Problem ▸
In the account of the telegraph office at Spirit Lake, where did McPhee get his milk and eggs?

Document extract ▸
The Office at Spirit Lake.
Mr. Hugh McPhee, the superintendent of the Western Union Telegraph Company at Los Angeles, Cal., was night operator at Spirit Lake on the trans-continental line in his early boyhood days. Every operator that worked for the trans-continental line knows Spirit Lake because each one of them served an apprenticeship at that station.
The O’Shaughnessys kept a boarding house at Spirit Lake, the only house at this dismal place, but because young McPhee insisted upon wearing a “boiled” shirt and white collar, he found himself debarred from putting his feet under the O’Shaughnessy table. The young man, however, was full of resources and determined to do his own cooking and sleep in the office.
The first station east of Spirit Lake was then called Hades and the station west was named Satan. McPhee would get his milk and eggs from Hades and his staple groceries and meats from Satan. The names of these stations have long since been changed to something more euphonious.
The fact that there was an operator in Spirit Lake office at night induced the belated trainmen to call upon him repeatedly for orders helping them over the road and presently McPhee found he was working as much at night as he was during the day. An appeal to the superintendent was made and a few days later the train stopped at Spirit Lake and a tall young man, very dudishly dressed, stepped into the office.
“My name is Archibald Merriman and I am to be night operator at this station,” began the young man. “Where can I find a boarding house?”

Source material ▸
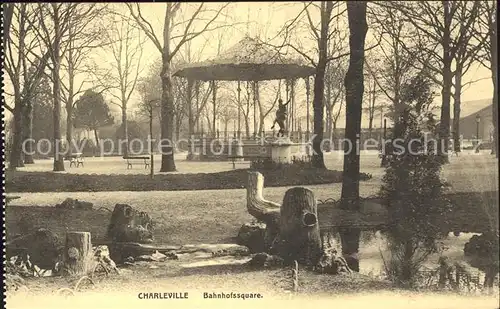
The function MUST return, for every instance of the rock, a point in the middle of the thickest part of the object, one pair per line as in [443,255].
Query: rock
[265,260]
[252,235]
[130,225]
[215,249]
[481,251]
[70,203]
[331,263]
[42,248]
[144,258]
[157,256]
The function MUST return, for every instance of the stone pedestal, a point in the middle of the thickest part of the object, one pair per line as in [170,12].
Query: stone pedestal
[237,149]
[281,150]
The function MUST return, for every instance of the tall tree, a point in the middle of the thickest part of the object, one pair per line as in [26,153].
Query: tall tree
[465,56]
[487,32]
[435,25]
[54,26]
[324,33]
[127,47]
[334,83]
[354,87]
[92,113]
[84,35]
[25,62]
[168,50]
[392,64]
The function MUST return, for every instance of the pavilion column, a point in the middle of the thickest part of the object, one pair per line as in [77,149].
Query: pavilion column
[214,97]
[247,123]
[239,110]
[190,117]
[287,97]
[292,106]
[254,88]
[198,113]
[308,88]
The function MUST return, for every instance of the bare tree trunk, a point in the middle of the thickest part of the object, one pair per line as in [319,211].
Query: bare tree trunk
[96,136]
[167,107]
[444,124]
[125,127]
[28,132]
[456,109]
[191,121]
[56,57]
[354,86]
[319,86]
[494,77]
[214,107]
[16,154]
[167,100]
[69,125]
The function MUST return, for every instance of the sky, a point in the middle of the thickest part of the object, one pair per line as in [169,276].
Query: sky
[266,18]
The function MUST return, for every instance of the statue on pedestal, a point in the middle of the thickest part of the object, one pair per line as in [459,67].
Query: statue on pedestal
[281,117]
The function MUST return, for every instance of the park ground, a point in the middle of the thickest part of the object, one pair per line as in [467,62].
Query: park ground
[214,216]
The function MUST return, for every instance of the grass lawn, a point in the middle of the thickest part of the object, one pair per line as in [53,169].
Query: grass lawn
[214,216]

Expected output ▸
From Hades, the first station east of Spirit Lake.